● Fragmento del texto:
__________________________________________________
En esta segunda parte de la entrevista con el abogado y académico Jorge Paladines, hablamos sobre la situación de Ecuador en relación al régimen de fiscalización internacional, sobre el rol de las policías en las políticas de drogas (y cuál es el principal problema que plantea una eventual reforma) y la necesidad de la política de umbrales como un límite al poder punitivo. En esta parte, Paladines se explaya sobre las contradicciones entre las enunciaciones de los gobiernos latinoamericanos en los congresos internacionales y sus políticas internas y sobre la influencia colonial en las praxis policiales.

¿En qué situación se encuentra la política de drogas en Ecuador en comparación con otros países?, ¿en qué situación se encuentra en los regímenes de fiscalización internacionales?
__________________________________________________
● Ejercicio 1:
Extraiga cada una de las filas en las que aparezca la palabra "brick".
El fragmento y las filas constituyen materiales independientes entre sí.
__________________________________________________
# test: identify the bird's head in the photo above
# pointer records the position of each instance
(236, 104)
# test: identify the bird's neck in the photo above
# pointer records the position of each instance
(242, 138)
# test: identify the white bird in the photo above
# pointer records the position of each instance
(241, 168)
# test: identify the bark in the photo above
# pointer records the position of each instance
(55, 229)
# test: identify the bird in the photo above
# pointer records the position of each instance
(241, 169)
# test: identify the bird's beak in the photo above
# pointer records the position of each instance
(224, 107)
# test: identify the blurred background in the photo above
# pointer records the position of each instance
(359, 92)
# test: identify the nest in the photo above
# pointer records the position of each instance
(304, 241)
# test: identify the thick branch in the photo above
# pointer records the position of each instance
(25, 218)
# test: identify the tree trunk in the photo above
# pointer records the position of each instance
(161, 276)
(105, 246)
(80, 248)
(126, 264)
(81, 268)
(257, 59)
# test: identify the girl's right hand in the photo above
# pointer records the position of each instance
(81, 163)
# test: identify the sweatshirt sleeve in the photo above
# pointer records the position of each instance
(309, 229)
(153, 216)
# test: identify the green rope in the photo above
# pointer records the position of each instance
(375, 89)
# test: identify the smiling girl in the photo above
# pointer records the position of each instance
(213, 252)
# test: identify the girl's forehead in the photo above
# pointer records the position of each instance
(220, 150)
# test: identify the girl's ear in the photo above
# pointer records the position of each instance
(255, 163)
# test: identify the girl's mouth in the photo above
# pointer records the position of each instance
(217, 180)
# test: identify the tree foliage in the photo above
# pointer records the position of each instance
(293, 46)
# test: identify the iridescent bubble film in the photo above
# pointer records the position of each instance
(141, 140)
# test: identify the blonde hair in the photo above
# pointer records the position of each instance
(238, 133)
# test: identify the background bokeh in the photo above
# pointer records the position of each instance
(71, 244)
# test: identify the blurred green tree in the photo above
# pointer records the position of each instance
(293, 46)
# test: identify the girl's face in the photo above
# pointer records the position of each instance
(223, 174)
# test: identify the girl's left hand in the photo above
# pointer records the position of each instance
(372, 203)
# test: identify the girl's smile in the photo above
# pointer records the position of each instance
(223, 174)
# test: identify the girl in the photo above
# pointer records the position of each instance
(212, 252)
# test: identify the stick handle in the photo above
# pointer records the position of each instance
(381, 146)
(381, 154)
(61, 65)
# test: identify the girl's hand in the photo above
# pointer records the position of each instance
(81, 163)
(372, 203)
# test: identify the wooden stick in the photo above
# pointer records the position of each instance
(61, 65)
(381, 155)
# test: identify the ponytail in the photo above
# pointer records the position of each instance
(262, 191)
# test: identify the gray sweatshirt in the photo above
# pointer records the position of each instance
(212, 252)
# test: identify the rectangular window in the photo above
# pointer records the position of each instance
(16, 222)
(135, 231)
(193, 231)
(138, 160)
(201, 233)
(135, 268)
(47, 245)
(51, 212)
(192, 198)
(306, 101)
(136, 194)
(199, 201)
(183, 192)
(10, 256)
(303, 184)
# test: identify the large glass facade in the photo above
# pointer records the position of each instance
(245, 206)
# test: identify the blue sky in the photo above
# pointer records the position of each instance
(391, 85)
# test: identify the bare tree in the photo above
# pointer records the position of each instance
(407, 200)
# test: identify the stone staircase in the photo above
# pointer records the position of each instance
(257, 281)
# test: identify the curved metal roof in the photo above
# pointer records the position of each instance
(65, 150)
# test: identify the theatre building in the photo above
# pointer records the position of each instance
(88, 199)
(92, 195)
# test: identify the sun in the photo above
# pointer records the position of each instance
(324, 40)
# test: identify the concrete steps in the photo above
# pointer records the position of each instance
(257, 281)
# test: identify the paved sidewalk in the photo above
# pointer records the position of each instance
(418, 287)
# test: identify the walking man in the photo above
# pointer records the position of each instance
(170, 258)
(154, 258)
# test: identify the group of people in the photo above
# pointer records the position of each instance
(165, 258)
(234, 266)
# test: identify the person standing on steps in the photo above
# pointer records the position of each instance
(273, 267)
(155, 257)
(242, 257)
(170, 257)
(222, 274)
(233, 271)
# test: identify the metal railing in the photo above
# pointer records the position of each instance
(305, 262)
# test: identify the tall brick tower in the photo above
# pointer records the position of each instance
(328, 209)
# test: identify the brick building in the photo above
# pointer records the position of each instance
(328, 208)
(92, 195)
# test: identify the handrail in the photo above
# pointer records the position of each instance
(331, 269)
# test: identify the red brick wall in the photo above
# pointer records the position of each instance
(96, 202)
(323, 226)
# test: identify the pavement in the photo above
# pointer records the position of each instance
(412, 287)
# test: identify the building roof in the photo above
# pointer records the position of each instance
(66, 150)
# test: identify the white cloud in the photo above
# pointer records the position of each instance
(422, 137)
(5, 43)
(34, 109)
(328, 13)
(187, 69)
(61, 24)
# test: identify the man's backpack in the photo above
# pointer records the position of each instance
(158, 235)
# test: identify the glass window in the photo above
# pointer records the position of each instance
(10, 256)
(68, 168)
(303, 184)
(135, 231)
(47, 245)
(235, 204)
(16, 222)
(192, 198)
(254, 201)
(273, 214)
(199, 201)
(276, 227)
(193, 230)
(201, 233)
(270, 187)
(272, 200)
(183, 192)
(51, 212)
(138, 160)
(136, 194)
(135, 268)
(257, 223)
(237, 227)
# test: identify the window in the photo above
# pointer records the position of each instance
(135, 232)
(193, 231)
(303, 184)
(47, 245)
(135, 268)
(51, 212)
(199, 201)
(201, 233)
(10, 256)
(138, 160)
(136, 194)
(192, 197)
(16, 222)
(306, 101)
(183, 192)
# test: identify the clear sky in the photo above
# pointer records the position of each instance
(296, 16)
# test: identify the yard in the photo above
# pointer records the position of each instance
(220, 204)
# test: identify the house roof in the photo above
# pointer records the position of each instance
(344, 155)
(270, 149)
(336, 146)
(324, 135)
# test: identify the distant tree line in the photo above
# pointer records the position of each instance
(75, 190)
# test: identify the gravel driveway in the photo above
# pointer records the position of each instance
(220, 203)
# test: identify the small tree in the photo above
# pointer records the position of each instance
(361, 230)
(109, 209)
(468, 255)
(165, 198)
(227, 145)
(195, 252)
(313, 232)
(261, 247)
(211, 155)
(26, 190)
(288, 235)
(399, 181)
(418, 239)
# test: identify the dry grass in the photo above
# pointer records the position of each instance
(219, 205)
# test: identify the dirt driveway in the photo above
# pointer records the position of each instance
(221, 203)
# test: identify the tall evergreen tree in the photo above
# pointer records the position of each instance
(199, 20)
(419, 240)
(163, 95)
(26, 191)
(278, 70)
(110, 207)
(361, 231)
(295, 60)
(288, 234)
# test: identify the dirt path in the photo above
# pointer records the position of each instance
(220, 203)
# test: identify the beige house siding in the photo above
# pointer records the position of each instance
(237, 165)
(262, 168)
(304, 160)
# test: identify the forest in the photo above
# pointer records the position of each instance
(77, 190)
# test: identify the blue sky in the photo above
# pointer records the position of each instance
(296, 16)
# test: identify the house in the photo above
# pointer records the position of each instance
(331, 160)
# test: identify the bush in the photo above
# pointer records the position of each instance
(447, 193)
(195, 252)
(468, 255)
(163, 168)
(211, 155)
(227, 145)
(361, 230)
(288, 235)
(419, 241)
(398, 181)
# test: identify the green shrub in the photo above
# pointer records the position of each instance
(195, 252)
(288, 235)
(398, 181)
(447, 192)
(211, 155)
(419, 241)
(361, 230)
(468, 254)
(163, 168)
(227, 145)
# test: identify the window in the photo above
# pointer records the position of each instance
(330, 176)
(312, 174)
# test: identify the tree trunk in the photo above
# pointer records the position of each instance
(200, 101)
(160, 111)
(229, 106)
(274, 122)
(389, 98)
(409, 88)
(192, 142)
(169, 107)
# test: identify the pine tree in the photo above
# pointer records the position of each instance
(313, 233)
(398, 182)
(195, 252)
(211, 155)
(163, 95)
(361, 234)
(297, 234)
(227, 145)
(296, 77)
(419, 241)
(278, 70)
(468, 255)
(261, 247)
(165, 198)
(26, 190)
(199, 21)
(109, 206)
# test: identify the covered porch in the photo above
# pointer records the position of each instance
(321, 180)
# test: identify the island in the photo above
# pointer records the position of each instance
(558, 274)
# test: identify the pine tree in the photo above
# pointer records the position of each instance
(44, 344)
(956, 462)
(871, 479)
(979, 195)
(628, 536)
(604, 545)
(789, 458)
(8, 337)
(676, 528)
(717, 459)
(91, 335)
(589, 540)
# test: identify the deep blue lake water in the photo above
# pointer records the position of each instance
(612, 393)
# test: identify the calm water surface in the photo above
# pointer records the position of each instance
__________________________________________________
● Ejercicio 2:
Extraiga del fragmento de la entrevista el pasaje que comienza con "En esta segunda" y se extiende hasta "las praxis policiales.".

● Respuesta 1:
# test: identify the tall brick tower in the photo above
# test: identify the brick building in the photo above
# test: identify the red brick wall in the photo above

● Respuesta 2:
En esta segunda parte de la entrevista con el abogado y académico Jorge Paladines, hablamos sobre la situación de Ecuador en relación al régimen de fiscalización internacional, sobre el rol de las policías en las políticas de drogas (y cuál es el principal problema que plantea una eventual reforma) y la necesidad de la política de umbrales como un límite al poder punitivo. En esta parte, Paladines se explaya sobre las contradicciones entre las enunciaciones de los gobiernos latinoamericanos en los congresos internacionales y sus políticas internas y sobre la influencia colonial en las praxis policiales.